# [Directive]
Summarize the seismic monitoring text below in two sentences.

# [Text provided]
This chapter begins with a review of the new technical requirements for monitoring a CTBT and a discussion of the various types of seismic stations that can be applied to the task. We then describe earthquake monitoring, as an analogy for the open retrieval of global seismic data.
Sensing equipment and analysis were tuned to detecting explosions in these specific geographical areas and to estimating their yield. In particular, U.S. practices for monitoring the major test sites emphasized the use of arrays, with greatest sensitivity to seismic signals which travel distances 1000's of kilometers through the Earth's interior.
Today the focus is no longer on yield estimation at specific test sites, but rather on the detection, accurate location, and identification of low-magnitude seismic events. Accordingly, we need to change our monitoring focus from teleseismic waves (those waves that travel distances greater than around 1500 kilometers) to regional waves (those waves that generally travel less than 1500 kilometers).
Teleseismic waves travel primarily through the Earth´s deep interior, where physical properties vary gradually over large distances. Regional waves are generally trapped within the Earth's uppermost layers, where physical variations are large and frequent. Regional waves, therefore, are complex and easily influenced by the characteristics of how and where the seismic event occurred, and the material and structure through which the seismic wave travels.
Unfortunately for monitoring, the properties of the Earth's crust in most parts of the world are significantly different from those found near the major test sites.1 As a result, experience gained from monitoring these test sites will not necessarily transfer to sites of proliferation concern. Regional wave progagation needs to be understood, or at least calibrated, for many parts of the world. The understanding of regional wave propagation is an area where university and government researchers working in the related field of earthquake seismology and Earth structure can make, for example, significant contributions to the nuclear monitoring effort.

# [Data section]
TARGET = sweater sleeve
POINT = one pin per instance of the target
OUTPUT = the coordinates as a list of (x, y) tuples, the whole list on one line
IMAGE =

# [Output of the task]
Monitoring now centers on detecting, locating, and identifying low-magnitude seismic events rather than estimating yield at specific test sites, so the focus must move from teleseismic waves to regional waves, which generally travel less than about 1500 kilometers. Because regional waves are trapped in the Earth's complex uppermost layers and crustal properties in most of the world differ from those near the major test sites, regional wave propagation must be understood or calibrated for many areas, work to which university and government earthquake researchers can contribute.